**Problem requirements:** Start with the line containing "roof cornice, which" and write out each line through the end of the listing, exactly as given.

**Items listed in a dataset:**
━━━━━━

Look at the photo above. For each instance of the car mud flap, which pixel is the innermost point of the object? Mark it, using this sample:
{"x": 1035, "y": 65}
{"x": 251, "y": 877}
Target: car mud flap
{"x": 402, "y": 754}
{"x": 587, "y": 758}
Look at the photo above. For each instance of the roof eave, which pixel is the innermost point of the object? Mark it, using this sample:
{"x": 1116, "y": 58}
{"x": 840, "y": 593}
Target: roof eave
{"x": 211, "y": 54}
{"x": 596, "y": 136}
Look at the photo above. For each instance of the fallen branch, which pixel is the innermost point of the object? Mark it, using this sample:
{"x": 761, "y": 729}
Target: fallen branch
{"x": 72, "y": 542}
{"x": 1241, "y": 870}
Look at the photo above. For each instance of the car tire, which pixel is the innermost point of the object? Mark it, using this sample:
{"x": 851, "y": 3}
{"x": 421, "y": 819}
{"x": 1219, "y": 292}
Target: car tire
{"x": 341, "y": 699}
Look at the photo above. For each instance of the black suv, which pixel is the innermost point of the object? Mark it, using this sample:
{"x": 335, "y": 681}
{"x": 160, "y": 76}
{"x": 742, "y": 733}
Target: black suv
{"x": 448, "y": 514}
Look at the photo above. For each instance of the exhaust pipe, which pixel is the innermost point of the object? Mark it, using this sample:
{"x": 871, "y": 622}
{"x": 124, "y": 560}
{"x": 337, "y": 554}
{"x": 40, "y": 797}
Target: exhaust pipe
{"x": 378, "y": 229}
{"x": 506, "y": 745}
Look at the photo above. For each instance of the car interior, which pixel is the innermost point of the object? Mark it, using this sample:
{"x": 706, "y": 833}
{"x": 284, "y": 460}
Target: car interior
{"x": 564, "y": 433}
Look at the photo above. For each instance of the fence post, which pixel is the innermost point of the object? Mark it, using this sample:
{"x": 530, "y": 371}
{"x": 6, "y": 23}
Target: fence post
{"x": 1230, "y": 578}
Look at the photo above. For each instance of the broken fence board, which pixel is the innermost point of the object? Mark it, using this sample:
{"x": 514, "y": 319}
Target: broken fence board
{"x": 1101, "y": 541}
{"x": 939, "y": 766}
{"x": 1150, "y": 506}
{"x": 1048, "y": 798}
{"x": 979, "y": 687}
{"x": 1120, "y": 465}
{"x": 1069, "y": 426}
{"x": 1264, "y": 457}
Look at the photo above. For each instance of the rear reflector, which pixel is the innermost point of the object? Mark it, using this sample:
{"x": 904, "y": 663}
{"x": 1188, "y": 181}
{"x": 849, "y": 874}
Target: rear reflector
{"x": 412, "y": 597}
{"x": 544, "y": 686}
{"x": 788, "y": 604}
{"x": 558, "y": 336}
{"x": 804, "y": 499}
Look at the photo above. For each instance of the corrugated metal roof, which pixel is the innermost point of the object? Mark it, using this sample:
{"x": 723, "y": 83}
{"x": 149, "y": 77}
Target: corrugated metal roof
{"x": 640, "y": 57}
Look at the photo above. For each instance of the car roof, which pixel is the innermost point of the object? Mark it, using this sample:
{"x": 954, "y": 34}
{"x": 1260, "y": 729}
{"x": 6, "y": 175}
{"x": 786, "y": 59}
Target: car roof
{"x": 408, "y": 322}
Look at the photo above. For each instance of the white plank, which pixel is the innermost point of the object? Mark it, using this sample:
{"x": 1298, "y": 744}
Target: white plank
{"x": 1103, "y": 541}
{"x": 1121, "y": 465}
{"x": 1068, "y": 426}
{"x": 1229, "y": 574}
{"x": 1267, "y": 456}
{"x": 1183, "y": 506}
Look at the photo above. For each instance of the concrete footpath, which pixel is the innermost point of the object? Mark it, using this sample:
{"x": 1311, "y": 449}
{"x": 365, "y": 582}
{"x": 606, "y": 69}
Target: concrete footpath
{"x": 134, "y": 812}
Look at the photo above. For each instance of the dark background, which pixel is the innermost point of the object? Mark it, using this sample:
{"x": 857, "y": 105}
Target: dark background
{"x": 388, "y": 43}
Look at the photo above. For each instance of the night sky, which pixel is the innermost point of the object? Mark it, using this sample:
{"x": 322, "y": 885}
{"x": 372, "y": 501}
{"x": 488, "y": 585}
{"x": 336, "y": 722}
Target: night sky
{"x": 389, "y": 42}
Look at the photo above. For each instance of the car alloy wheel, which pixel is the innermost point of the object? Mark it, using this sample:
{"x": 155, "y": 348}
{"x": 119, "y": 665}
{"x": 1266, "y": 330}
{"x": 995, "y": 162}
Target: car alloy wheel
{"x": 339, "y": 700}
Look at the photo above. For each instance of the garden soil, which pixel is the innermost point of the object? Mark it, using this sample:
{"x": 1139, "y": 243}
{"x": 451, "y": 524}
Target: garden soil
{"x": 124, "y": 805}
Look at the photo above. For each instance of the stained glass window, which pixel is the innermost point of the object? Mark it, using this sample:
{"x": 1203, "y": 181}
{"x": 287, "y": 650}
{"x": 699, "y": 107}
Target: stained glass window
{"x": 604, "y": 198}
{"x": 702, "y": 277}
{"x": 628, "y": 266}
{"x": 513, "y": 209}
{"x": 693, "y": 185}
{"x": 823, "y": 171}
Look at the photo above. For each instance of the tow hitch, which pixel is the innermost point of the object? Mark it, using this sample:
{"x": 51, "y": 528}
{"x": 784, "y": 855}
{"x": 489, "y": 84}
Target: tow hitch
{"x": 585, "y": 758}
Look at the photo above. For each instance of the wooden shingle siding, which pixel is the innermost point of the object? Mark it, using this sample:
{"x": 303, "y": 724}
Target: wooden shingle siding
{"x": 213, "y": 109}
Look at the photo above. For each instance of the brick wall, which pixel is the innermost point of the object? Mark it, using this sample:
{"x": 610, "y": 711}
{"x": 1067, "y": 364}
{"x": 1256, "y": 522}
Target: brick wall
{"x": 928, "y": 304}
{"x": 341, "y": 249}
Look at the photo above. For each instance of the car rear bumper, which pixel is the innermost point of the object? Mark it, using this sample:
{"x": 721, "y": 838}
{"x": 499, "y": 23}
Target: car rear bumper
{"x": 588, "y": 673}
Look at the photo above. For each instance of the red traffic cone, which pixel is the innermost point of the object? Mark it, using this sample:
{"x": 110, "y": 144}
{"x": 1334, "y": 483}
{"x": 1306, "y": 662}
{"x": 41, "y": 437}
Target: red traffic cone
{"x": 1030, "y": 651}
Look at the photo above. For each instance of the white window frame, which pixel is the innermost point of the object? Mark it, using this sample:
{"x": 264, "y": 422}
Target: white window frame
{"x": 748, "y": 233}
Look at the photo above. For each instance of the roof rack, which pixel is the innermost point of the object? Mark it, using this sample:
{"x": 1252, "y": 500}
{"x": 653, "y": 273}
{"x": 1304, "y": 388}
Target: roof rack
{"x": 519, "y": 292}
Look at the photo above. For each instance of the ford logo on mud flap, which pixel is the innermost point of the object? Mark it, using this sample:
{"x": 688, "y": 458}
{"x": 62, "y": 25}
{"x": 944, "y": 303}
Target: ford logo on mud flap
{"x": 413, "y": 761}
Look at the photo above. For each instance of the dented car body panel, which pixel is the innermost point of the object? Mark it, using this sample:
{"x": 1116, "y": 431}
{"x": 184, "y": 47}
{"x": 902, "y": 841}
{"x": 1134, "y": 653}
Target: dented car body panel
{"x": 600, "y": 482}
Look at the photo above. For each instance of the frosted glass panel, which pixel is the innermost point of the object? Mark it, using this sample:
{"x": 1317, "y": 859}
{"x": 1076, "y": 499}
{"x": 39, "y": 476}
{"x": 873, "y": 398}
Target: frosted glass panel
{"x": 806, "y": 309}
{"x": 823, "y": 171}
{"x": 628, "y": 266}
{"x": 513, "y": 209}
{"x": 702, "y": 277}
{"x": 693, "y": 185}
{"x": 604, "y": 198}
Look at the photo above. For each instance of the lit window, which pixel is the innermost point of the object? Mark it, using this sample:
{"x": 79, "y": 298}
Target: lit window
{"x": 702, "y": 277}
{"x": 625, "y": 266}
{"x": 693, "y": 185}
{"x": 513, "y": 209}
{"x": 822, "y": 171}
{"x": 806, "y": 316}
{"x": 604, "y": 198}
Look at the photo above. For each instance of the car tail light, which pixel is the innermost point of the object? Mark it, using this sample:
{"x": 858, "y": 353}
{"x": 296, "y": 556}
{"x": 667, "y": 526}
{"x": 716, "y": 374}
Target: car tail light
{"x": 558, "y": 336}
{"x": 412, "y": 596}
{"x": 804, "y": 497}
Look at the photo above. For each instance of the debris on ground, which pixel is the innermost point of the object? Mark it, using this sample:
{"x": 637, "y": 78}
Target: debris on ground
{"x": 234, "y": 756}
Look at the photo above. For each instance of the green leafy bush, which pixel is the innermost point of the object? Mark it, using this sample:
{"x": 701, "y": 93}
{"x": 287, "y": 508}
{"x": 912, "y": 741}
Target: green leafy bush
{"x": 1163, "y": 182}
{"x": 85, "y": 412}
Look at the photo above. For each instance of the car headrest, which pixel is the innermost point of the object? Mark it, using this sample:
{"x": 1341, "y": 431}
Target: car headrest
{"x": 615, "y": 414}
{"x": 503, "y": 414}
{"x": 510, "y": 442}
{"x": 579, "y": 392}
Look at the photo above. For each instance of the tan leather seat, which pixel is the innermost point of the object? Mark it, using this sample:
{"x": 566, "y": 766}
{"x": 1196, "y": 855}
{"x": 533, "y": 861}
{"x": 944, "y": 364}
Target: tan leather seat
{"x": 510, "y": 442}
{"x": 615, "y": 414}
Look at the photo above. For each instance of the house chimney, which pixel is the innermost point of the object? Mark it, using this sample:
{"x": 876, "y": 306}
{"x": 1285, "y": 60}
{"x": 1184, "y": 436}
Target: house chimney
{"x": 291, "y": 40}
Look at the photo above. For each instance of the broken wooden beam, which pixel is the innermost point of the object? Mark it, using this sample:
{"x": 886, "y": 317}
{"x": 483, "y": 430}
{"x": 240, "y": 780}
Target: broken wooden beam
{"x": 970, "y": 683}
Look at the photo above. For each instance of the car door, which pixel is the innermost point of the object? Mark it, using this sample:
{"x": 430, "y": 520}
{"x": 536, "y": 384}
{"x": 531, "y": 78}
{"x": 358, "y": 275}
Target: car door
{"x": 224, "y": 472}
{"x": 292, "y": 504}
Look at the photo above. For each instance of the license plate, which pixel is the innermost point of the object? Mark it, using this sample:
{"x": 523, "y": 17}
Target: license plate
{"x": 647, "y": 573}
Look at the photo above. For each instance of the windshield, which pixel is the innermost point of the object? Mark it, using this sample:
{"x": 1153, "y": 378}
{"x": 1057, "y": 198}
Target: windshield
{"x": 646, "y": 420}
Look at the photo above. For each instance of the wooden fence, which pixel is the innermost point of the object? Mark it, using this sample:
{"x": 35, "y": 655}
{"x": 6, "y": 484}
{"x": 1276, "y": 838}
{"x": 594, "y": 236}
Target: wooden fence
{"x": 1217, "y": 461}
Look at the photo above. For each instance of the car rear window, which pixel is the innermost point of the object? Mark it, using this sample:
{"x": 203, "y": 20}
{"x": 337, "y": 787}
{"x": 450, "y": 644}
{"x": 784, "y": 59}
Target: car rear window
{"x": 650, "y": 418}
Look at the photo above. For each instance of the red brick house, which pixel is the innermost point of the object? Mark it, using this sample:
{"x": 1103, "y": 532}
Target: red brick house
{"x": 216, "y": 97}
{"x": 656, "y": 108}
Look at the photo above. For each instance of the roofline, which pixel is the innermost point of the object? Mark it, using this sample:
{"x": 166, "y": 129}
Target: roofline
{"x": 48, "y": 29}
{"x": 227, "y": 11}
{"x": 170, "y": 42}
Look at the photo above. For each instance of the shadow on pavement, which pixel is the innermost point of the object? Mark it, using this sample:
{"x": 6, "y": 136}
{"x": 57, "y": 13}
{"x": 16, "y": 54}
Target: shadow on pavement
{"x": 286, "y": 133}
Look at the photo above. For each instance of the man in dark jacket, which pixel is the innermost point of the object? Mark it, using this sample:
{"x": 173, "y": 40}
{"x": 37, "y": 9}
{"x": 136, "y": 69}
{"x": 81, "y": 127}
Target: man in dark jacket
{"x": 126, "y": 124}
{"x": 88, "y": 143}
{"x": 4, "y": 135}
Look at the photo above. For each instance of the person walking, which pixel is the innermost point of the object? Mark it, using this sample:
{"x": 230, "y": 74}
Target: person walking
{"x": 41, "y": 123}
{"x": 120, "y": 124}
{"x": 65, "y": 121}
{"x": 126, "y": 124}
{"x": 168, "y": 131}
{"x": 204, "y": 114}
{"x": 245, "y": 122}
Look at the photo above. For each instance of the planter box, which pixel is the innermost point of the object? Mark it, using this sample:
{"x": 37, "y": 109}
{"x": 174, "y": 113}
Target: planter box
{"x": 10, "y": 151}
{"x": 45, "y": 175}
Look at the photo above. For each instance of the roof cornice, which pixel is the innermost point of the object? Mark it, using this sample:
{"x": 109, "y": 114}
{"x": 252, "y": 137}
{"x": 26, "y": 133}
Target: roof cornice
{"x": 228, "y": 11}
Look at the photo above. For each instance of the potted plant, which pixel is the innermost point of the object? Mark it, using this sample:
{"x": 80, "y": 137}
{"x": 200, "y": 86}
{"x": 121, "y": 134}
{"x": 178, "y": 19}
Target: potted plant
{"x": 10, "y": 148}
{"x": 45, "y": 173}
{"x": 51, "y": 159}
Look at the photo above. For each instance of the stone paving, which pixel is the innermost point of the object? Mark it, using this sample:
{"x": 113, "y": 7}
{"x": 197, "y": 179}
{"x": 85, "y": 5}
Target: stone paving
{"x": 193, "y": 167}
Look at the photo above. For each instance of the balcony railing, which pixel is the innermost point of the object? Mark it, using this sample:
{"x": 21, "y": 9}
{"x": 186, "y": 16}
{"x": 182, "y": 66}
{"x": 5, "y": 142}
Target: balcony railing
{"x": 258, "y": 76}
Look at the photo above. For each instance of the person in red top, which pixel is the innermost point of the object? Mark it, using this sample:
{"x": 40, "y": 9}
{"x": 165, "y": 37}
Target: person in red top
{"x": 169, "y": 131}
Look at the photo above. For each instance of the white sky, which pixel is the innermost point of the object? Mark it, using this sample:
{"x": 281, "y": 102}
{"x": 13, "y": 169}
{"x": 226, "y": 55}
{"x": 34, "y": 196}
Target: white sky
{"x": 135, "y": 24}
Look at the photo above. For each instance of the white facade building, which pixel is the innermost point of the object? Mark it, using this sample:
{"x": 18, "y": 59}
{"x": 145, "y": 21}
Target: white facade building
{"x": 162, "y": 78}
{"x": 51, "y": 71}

━━━━━━

**Expected answer:**
Look at the photo above. For each instance of the roof cornice, which pixel is the innermost point of the object? Mark it, using this sample:
{"x": 109, "y": 114}
{"x": 252, "y": 137}
{"x": 26, "y": 133}
Target: roof cornice
{"x": 228, "y": 11}
Look at the photo above. For each instance of the potted plant, which pixel is the innermost point of the object? Mark it, using this sample:
{"x": 80, "y": 137}
{"x": 200, "y": 86}
{"x": 121, "y": 134}
{"x": 178, "y": 19}
Target: potted plant
{"x": 10, "y": 148}
{"x": 45, "y": 173}
{"x": 51, "y": 159}
Look at the photo above. For each instance of the stone paving, which pixel is the innermost point of the object? Mark it, using this sample:
{"x": 113, "y": 7}
{"x": 197, "y": 179}
{"x": 85, "y": 5}
Target: stone paving
{"x": 193, "y": 167}
Look at the photo above. For each instance of the balcony railing, which pixel is the innermost point of the object? Mark it, using this sample:
{"x": 21, "y": 9}
{"x": 186, "y": 16}
{"x": 182, "y": 66}
{"x": 5, "y": 142}
Target: balcony railing
{"x": 258, "y": 76}
Look at the photo above. For each instance of the person in red top, which pixel is the innermost point of the object? Mark it, using this sample:
{"x": 40, "y": 9}
{"x": 165, "y": 37}
Target: person in red top
{"x": 169, "y": 131}
Look at the photo above. For each instance of the white sky, which pixel is the innermost point of the object? Mark it, using this sample:
{"x": 281, "y": 102}
{"x": 13, "y": 169}
{"x": 226, "y": 55}
{"x": 34, "y": 196}
Target: white sky
{"x": 135, "y": 24}
Look at the photo above. For each instance of the white facade building, which pixel is the innermost point of the object? Mark it, using this sample:
{"x": 18, "y": 59}
{"x": 145, "y": 21}
Target: white facade building
{"x": 162, "y": 78}
{"x": 51, "y": 71}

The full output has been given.